TASK
On how many lines of these entries does the word "segment" occur? State the number alone.

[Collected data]
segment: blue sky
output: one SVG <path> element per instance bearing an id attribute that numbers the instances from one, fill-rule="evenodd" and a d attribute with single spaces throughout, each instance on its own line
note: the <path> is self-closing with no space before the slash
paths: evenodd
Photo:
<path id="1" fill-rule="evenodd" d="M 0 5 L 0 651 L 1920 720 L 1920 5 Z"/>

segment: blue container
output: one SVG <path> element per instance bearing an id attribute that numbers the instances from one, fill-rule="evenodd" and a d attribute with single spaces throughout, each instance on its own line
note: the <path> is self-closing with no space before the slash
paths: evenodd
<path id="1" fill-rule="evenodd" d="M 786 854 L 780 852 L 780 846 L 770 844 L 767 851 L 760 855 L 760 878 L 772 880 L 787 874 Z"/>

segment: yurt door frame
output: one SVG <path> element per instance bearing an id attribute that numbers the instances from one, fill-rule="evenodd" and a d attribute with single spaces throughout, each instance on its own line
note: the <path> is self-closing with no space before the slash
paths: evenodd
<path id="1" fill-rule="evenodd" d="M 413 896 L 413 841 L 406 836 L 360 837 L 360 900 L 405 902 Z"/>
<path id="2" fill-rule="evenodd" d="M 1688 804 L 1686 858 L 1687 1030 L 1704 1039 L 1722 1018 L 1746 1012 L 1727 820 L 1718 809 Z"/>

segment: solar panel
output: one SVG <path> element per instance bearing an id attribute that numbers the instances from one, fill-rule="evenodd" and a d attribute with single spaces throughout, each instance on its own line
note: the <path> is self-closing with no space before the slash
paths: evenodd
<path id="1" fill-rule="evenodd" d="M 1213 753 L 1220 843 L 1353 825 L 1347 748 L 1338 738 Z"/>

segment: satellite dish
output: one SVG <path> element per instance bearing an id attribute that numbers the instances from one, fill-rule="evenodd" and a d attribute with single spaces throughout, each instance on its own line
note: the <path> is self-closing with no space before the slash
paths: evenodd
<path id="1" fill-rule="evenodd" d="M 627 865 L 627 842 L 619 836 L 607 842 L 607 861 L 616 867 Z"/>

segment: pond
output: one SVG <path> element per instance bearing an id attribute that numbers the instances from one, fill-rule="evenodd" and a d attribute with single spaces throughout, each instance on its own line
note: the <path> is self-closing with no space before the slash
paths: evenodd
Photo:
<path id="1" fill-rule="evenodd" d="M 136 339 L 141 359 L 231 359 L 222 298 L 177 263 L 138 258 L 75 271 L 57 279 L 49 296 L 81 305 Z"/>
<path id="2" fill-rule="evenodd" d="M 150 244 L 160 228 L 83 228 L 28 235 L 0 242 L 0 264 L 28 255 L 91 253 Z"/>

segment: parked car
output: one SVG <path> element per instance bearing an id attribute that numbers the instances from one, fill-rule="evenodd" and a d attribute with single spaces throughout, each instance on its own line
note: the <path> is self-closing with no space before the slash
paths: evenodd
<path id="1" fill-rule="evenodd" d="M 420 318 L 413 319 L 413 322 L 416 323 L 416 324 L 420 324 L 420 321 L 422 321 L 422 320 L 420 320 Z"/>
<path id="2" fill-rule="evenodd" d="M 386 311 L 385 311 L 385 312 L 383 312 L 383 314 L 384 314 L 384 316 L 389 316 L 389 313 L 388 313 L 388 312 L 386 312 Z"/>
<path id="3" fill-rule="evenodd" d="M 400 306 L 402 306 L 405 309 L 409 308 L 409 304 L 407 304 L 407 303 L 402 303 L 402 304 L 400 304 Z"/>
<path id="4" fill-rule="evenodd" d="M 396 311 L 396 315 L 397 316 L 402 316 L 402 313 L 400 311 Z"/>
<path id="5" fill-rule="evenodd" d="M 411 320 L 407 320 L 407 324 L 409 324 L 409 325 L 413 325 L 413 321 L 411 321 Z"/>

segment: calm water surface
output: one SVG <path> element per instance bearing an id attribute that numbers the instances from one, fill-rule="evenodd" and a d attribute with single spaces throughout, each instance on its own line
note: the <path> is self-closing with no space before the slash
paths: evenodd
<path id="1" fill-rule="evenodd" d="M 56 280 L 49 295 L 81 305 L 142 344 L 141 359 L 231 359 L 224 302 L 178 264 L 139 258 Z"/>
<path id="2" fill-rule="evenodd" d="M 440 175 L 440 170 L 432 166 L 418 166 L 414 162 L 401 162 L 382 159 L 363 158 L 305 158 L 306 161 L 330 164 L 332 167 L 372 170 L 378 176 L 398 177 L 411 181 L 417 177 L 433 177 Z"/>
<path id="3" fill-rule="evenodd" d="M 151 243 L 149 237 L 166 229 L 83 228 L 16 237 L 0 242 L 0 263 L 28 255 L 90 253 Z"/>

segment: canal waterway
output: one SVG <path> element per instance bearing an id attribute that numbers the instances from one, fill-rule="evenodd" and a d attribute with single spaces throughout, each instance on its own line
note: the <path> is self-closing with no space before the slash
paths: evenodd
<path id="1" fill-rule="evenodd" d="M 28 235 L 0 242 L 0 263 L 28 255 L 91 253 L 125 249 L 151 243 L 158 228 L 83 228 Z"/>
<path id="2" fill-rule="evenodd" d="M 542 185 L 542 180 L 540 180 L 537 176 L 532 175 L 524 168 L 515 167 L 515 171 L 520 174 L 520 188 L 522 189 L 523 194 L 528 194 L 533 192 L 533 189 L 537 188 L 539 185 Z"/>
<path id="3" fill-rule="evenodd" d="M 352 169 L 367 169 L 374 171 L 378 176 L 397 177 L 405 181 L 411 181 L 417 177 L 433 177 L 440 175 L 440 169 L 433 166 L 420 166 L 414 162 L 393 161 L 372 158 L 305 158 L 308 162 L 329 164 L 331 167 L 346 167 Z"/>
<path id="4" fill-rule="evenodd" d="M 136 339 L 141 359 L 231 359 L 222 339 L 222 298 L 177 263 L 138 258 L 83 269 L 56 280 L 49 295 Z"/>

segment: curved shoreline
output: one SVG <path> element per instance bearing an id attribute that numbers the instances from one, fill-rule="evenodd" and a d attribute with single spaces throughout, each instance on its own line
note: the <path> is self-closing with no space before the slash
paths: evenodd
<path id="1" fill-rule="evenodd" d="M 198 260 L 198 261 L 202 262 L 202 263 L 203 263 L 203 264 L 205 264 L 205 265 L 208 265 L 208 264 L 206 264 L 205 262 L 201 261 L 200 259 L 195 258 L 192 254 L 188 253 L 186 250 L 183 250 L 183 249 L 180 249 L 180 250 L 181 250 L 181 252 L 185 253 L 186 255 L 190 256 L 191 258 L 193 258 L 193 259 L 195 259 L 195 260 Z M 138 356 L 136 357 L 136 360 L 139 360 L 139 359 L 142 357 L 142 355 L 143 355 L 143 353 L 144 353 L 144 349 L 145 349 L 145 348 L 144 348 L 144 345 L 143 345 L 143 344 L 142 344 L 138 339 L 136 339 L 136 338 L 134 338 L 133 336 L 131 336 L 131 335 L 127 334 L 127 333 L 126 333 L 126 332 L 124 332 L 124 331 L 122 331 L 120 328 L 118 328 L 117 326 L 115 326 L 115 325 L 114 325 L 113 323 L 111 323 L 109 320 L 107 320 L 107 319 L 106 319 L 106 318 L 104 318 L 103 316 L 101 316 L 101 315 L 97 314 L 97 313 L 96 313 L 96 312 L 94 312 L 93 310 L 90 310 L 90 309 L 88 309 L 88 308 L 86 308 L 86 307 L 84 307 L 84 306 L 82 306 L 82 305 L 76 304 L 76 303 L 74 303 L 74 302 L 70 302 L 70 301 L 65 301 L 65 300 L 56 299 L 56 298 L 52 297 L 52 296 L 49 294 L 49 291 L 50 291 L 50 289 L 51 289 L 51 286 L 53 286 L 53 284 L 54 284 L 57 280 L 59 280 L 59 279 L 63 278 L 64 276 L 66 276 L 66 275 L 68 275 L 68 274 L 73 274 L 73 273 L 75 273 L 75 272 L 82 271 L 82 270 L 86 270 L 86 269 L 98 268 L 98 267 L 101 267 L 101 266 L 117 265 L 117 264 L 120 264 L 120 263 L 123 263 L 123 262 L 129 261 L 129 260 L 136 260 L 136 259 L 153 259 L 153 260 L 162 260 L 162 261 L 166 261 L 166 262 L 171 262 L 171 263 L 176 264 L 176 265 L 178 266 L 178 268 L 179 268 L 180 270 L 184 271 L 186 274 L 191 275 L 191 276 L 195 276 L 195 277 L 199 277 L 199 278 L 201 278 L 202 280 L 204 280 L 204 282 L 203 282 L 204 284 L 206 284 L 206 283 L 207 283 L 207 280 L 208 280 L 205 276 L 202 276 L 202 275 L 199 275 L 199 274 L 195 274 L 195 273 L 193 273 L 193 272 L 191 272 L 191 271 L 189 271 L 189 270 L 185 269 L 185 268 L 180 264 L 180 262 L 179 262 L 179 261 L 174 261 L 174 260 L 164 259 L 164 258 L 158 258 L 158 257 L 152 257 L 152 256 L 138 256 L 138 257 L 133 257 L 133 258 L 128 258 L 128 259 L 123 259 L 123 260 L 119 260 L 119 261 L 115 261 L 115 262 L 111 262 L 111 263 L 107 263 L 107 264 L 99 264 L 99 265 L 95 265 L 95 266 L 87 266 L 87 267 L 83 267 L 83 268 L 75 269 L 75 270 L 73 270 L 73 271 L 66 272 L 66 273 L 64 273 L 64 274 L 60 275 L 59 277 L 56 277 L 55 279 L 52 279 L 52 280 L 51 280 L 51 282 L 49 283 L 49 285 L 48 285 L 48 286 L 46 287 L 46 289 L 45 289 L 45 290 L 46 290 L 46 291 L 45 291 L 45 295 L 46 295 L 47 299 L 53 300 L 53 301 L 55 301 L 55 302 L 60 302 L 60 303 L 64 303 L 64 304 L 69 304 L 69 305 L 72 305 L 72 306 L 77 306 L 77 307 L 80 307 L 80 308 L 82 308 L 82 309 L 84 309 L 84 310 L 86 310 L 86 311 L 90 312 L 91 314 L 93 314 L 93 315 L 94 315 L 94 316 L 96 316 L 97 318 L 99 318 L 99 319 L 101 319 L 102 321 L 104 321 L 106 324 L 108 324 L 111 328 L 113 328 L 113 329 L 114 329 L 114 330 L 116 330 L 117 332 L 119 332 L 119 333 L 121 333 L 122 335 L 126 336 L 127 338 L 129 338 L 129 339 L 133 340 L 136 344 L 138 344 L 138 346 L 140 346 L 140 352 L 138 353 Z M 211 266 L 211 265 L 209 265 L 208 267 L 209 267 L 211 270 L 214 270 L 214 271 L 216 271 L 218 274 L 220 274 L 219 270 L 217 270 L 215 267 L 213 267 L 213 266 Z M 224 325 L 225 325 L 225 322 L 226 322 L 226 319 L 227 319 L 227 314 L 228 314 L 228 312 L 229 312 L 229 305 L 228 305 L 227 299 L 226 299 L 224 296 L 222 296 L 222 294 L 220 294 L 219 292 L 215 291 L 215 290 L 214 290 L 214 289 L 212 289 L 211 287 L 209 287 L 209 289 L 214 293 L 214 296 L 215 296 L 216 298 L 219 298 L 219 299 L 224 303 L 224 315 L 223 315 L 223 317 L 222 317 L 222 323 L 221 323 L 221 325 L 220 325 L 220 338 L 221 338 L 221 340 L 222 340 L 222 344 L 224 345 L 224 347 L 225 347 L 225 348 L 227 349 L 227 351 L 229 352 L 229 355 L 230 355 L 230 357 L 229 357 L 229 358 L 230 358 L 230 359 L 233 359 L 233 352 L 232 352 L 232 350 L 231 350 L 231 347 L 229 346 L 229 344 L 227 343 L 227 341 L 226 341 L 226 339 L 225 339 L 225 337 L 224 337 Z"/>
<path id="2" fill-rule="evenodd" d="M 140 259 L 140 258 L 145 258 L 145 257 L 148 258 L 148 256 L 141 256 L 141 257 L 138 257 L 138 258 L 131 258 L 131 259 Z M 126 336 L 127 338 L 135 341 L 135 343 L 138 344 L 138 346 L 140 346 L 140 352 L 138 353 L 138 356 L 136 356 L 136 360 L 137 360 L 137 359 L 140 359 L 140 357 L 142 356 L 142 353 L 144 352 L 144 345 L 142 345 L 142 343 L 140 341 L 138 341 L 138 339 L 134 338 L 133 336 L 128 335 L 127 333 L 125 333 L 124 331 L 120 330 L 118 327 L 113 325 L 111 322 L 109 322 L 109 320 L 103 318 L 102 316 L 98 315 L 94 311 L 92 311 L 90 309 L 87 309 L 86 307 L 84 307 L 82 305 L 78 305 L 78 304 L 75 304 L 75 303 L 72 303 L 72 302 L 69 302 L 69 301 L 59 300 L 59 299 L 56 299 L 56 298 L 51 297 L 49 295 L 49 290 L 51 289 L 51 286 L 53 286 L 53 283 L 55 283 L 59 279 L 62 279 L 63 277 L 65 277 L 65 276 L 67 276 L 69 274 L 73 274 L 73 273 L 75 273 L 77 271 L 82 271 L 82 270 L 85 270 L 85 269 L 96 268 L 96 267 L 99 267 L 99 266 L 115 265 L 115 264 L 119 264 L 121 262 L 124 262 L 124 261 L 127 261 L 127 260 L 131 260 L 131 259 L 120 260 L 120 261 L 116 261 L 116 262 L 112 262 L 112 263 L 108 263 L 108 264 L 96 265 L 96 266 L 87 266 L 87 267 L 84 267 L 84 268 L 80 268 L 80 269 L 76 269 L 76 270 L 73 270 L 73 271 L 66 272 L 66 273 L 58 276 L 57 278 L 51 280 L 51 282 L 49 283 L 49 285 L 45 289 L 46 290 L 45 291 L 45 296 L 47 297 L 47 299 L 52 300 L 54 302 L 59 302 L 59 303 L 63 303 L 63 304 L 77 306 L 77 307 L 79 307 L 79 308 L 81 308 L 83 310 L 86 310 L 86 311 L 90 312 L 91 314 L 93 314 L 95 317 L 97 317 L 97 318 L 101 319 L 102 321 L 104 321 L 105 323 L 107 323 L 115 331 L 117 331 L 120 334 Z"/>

SOLVED PROBLEM
10